=== Exercise brief ===
Continue the employment agreement letter from the point where it stops.

— START Document section —

Employment Agreement between Sharper Image Corporation and Steven Lightman dated March 25, 2007
This agreement is between Sharper Image Corporation and Steven Lightman, outlining the terms of his employment as President and CEO starting April 9, 2007. Mr. Lightman will receive a base salary of $550,000 per year, be eligible for bonuses, stock options, and benefits, and have relocation expenses covered. The agreement lasts until April 8, 2010, unless terminated earlier. It details conditions for termination, including severance terms if Mr. Lightman is terminated without cause or resigns for good reason, and includes provisions for vacation, expenses, and insurance.
EXHIBIT 10.1
Employment Agreement
March 25, 2007
Steven Lightman
Dear Mr. Lightman:
The following sets forth the agreement between Sharper Image Corporation (the "Company") and you (the "Executive") regarding your employment as President and Chief Executive Officer of the Company, which is expected to commence on April 9, 2007 (the "Start Date").

— END Document section —
— START Data provided —

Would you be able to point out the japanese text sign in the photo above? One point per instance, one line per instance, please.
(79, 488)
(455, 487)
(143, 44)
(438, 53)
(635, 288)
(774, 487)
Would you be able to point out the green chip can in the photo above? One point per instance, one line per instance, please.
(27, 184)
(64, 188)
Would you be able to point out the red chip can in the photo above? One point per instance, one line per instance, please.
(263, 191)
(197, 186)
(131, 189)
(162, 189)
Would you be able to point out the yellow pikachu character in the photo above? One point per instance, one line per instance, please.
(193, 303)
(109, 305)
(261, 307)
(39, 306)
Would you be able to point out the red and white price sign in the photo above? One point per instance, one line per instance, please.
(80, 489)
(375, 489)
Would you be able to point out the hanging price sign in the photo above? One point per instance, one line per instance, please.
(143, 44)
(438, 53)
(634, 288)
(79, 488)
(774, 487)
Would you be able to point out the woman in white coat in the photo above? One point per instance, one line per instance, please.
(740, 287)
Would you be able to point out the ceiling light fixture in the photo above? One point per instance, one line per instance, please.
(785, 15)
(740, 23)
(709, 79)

— END Data provided —

=== The result ===
- Employment; Location
- Employment, Duties . Executive will be employed as President and Chief Executive Officer of the Company, reporting to the Board of Directors (the "Board") or the Chairman of the Board, and will perform such duties consistent with such position as may be assigned to the Executive by the Chairman or the Board. The Executive hereby accepts such employment and agrees to render the services described above. During the Term, the Executive agrees to serve the Company faithfully and to the best of the Executive's ability, to devote the Executive's entire business time to such employment, and to use the Executive's best efforts, skill and ability to promote the Company's interests. The Company shall use reasonable efforts to cause Executive to be elected to the Board upon his commencement of duties hereunder.
- Location . The duties to be performed by the Executive hereunder shall be performed primarily at the office of the Company in San Francisco, California, subject to reasonable travel requirements on behalf of the Company.
- Salary . The Company agrees to pay the Executive during the Term a base salary at the annual rate of $550,000 (the "Base Salary"). The Base Salary shall be payable in accordance with the Company's normal payroll practices. The Executive shall be provided with an annual merit review.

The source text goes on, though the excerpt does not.